• Exercise: Please show every line of the data below that contains the word "player", copying each one in full without changes.

• Stored rows:
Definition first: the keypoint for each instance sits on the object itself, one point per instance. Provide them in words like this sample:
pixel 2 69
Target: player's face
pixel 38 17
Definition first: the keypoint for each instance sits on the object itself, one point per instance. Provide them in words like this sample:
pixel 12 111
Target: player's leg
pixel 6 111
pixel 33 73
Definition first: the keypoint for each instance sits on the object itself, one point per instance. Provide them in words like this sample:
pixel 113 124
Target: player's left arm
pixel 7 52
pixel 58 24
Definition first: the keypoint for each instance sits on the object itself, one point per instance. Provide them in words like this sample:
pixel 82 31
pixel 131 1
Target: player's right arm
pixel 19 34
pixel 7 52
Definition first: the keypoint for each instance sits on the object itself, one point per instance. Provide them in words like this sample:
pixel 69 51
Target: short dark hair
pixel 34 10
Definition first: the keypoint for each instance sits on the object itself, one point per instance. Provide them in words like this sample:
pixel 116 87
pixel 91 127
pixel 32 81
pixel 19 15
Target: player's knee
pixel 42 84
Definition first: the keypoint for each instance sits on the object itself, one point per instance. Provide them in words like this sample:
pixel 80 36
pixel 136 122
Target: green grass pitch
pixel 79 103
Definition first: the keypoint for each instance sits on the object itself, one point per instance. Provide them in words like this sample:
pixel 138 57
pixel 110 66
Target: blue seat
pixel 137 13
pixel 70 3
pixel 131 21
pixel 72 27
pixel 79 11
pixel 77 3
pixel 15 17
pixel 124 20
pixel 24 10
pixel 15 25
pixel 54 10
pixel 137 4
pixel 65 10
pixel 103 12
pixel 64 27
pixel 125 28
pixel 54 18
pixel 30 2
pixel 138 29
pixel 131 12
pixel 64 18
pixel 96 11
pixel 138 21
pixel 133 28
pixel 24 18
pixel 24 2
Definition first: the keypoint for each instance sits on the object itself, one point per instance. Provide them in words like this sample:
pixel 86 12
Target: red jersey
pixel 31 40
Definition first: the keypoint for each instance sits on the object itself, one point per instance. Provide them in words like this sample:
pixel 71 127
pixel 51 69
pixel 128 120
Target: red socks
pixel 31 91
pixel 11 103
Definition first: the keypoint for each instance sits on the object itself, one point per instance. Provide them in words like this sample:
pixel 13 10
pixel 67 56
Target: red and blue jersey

• Answer to the problem:
Target: player's face
Target: player's leg
Target: player's left arm
Target: player's right arm
Target: player's knee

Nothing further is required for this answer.